WHAT TO PRODUCE: Make an exact copy of each entry, leaving out every picture.

EXERCISE DATA:
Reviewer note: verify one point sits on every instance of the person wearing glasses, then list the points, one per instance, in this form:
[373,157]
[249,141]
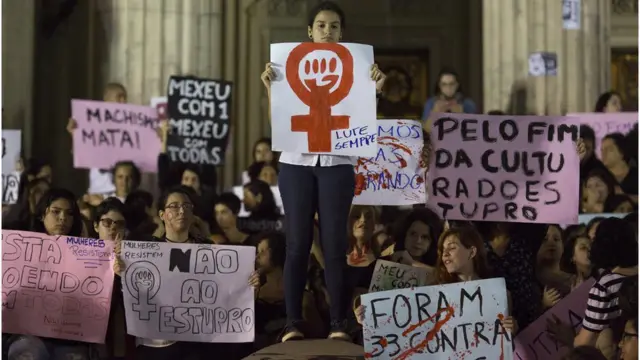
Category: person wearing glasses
[176,211]
[448,98]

WRITTEN SOLUTION:
Reviewer note: verify one point sits on every instance of the person wearing glasses, then list the points, one per instance, in this form:
[373,157]
[249,141]
Category: person wearing glasses
[176,211]
[448,98]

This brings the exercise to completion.